Challenge :: Copy all of the data below word for word, keeping every line unchanged.

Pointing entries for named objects
↓

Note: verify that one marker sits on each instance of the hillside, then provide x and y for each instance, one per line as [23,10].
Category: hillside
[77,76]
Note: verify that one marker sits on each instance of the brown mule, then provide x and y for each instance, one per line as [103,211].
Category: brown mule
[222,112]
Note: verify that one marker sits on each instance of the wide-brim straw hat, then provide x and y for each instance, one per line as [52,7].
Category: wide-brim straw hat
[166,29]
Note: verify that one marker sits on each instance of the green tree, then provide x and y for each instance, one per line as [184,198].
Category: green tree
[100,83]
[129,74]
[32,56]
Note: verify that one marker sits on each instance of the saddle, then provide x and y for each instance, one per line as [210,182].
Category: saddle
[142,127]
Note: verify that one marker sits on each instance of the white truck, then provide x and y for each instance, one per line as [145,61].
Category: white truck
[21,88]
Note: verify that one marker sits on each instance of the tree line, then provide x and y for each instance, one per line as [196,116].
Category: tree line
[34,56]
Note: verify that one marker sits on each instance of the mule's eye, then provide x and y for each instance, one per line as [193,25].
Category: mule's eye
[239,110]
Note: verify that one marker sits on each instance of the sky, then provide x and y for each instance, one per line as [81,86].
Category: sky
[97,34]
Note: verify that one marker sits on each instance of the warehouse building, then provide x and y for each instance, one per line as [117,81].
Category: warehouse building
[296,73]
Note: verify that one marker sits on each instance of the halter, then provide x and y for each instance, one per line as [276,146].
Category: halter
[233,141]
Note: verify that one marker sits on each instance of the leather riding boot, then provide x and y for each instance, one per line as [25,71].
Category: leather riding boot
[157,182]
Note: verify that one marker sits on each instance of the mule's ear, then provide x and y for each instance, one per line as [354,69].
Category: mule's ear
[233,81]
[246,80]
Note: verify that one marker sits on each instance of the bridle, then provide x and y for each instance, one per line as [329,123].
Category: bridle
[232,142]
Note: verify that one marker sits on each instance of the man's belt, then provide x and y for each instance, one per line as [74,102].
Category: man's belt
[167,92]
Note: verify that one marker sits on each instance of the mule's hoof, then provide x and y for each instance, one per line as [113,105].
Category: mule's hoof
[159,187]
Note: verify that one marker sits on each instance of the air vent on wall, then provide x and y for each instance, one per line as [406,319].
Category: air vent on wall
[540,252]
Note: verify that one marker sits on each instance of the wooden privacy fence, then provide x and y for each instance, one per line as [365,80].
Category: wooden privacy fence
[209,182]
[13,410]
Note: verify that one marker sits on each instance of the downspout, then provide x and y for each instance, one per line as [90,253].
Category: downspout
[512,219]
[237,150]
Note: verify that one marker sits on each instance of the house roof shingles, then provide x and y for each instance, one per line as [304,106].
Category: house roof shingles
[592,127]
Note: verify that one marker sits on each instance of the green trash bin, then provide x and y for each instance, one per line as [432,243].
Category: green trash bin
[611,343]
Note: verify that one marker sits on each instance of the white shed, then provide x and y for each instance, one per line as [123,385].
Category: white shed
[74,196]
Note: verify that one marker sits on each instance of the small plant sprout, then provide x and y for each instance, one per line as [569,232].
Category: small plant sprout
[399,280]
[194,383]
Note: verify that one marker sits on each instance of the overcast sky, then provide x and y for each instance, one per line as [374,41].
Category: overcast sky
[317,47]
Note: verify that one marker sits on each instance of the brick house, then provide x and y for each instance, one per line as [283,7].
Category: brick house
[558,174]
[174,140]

↑

Answer below ::
Note: verify that one marker sits on each instance of the hillside, then provide x and y for each instance, one per line as [23,10].
Category: hillside
[77,76]
Note: verify that one marker sits on each instance of the brown mule, then provide x and y for each instance, one per line as [103,211].
Category: brown mule
[222,112]
Note: verify that one marker sits on each instance of the wide-brim straw hat, then provide x and y for each instance, one per line as [52,7].
Category: wide-brim straw hat
[166,29]
Note: verify that one marker sits on each instance of the green tree, then provide x and y for each instance, one per line as [184,198].
Category: green tree
[100,83]
[129,74]
[32,56]
Note: verify that one marker sits on each instance of the saddle, then provide x and y for each instance, one per line as [210,182].
Category: saddle
[142,127]
Note: verify that one marker sits on each instance of the white truck, then provide x and y for each instance, one per line as [145,61].
Category: white truck
[21,88]
Note: verify that one marker sits on each instance of the tree line, then provide x and y for each instance, one per line as [196,116].
Category: tree line
[34,56]
Note: verify that one marker sits on each instance of the mule's eye, then provide x and y for each instance, one per line as [193,25].
Category: mule's eye
[239,110]
Note: verify that one marker sits on each instance of the sky, then provide x and y for each instance, one per line as [81,86].
Category: sky
[97,34]
Note: verify that one marker sits on each instance of the warehouse building, then provide x and y for each instance, one per line as [117,81].
Category: warehouse building
[296,73]
Note: verify that one marker sits on each instance of the halter, then provide x and y for each instance, one per line as [276,146].
Category: halter
[233,141]
Note: verify that one marker sits on each instance of the leather riding boot, then provide x and y for each instance, one per line as [25,71].
Category: leather riding boot
[157,182]
Note: verify that one marker sits on each instance of the mule's ear, then provide x and y for each instance, one per line as [354,69].
Category: mule's ear
[233,81]
[246,80]
Note: verify that one marker sits on each instance of the bridle, then provide x and y for each instance, one per line as [329,123].
Category: bridle
[232,142]
Note: verify that one marker sits on each instance of the man's belt, then provide x and y for each instance, one per line as [74,102].
Category: man's belt
[167,92]
Note: verify that one marker sits on each instance of the mule's hoof, then provide x and y for each instance, one per line as [113,105].
Category: mule's hoof
[159,187]
Note: verify that one marker sits on each instance of the air vent on wall, then provide x and y for each instance, one per line as [406,319].
Category: air vent on wall
[540,252]
Note: verify that one marker sits on each instance of the wooden privacy fence, then provide x and y for each instance, one per line as [365,80].
Category: wooden privacy fence
[209,182]
[13,410]
Note: verify that one marker sits on each instance of the downspout, then provide x and y for each instance, one per line as [90,253].
Category: downspout
[512,219]
[237,150]
Note: verify that one marker sits on each instance of the house roof shingles, then provide x and y for each instance, one per line as [304,106].
Category: house roof shingles
[592,127]
Note: verify that one marker sits on each instance of the green trash bin, then provide x and y for each instance, one per line as [432,243].
Category: green trash bin
[611,343]
Note: verify that one marker sits on each instance of the white shed, then provide x and y for each instance, one per line as [123,385].
Category: white shed
[74,196]
Note: verify that one marker sits on each instance of the small plant sprout, then provide x and y for each instance, one per line as [569,232].
Category: small plant sprout
[399,280]
[194,383]
Note: verify that one marker sits on each instance of the overcast sky, then provide x and y for each instance, one per line as [374,41].
Category: overcast sky
[317,47]
Note: verify that one marker sits on each instance of the brick house, then provide x and y for each instance, one per line as [283,7].
Category: brick house
[558,174]
[174,140]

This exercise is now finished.